**What to produce**
A line below contains "One point goes on each instance of the man's eyebrow, as", and a later one contains "One point goes on each instance of the man's forehead, as". Repeat both, with every line between them, exactly.

**Point localization data**
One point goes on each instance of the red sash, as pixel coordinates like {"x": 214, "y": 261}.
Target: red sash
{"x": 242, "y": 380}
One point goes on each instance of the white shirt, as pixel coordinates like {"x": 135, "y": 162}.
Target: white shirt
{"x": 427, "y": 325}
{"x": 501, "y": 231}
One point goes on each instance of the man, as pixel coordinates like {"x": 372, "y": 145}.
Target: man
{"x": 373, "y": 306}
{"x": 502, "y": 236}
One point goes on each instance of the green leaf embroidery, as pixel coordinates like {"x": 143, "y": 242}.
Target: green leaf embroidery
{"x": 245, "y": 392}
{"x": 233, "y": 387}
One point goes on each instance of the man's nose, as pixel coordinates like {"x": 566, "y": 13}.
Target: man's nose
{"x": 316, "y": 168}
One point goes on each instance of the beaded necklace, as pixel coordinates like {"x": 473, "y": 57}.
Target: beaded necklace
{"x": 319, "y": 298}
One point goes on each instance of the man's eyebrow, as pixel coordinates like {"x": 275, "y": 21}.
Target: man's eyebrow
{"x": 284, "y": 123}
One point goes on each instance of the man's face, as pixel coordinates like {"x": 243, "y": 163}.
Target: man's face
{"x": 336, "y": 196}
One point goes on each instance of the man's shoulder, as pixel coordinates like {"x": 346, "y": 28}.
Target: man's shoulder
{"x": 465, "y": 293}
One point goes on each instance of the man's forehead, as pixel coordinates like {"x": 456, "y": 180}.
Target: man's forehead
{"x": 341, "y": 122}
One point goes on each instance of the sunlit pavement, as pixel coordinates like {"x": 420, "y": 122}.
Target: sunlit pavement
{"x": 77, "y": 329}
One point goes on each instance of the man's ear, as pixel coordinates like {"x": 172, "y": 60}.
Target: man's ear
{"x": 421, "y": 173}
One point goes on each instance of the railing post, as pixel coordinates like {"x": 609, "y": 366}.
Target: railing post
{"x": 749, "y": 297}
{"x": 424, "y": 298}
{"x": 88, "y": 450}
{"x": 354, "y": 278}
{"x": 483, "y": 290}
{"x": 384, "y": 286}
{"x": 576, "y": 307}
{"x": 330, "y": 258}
* * *
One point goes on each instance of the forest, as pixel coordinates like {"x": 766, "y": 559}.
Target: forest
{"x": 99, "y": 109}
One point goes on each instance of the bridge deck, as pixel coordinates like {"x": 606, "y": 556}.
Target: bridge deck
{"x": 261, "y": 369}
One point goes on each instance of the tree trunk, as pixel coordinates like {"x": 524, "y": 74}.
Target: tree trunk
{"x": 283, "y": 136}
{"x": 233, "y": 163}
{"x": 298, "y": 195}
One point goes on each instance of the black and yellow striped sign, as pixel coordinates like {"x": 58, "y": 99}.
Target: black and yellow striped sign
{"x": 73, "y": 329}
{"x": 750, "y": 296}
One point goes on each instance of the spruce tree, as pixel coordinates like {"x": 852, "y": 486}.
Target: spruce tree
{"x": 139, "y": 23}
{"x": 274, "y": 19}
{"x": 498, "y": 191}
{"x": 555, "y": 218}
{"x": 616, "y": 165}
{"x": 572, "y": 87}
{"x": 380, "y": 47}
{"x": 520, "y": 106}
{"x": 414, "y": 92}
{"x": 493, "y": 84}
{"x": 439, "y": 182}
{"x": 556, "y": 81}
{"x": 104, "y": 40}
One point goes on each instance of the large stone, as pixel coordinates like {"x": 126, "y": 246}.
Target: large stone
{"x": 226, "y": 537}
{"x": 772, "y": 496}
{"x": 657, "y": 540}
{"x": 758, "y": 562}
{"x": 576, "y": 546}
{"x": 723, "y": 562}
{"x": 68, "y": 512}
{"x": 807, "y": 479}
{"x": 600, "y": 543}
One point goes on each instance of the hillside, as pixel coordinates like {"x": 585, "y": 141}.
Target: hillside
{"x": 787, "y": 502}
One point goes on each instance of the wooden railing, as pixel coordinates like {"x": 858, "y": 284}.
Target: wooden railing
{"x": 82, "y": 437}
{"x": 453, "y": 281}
* * *
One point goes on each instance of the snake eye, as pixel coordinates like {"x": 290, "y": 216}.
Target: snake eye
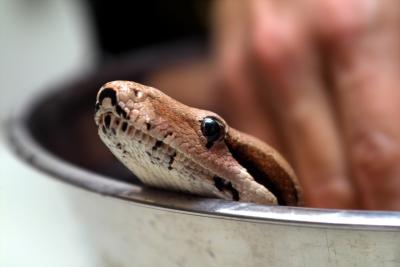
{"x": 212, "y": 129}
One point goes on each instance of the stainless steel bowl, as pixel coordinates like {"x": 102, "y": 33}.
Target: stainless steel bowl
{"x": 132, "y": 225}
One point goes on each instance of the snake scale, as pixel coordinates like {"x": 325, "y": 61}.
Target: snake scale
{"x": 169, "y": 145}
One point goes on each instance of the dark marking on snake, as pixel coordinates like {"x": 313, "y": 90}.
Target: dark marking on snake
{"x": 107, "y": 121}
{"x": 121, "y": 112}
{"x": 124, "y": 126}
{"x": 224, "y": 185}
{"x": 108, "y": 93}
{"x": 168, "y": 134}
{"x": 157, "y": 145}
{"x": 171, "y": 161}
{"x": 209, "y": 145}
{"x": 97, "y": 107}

**Result for this task**
One point goes on each instance of the man's eyebrow, as pixel coordinates like {"x": 275, "y": 21}.
Target: man's eyebrow
{"x": 284, "y": 123}
One point goes on each instance of the man's face, as pixel coordinates like {"x": 243, "y": 163}.
Target: man's face
{"x": 336, "y": 196}
One point goes on each instance of the man's shoulder, as pixel coordinates like {"x": 346, "y": 28}.
Target: man's shoulder
{"x": 465, "y": 293}
One point goes on each instance of the man's forehead, as pixel coordinates like {"x": 456, "y": 180}.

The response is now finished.